Copy the records again from the line containing "Task: mark each instance of the dark" up to and including their last line, requests included. Offset every coordinate in the answer points by -63, and leave the requests and their form samples unchanged.

[Start of Data excerpts]

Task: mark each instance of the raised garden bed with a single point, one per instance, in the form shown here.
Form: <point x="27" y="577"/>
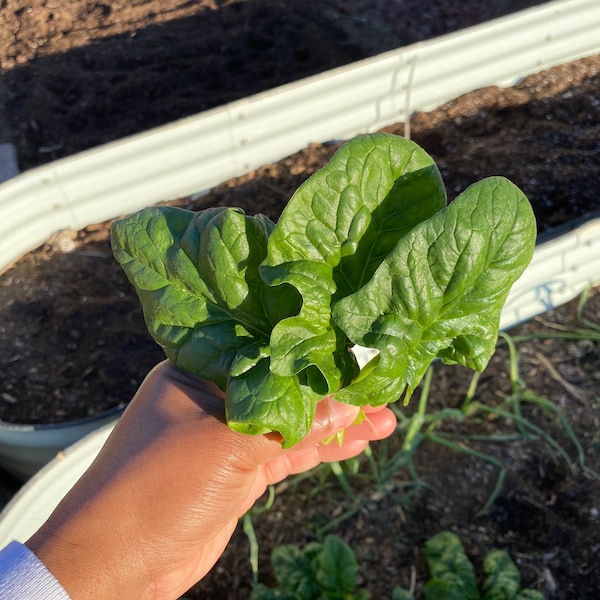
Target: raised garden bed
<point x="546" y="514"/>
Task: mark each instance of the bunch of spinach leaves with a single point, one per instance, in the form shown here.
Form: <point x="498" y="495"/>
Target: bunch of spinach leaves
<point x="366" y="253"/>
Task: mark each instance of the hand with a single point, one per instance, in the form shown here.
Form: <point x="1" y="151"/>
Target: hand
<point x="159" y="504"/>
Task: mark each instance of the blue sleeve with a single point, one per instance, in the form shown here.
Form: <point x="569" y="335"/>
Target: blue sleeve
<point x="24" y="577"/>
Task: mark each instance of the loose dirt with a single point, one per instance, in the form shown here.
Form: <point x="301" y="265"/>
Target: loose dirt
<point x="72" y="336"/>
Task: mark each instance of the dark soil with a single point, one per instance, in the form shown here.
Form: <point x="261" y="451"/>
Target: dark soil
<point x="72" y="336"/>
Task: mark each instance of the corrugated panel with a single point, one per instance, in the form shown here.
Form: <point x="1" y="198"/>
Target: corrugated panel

[End of Data excerpts]

Exercise output:
Task: mark each instance of the dark soil with a single point, one per instance, in the form shown here.
Form: <point x="261" y="451"/>
Target: dark soil
<point x="9" y="273"/>
Task: mark each instance of the corrugated panel with a single point, one per instance, in the form shown here.
Form: <point x="1" y="198"/>
Target: corrugated panel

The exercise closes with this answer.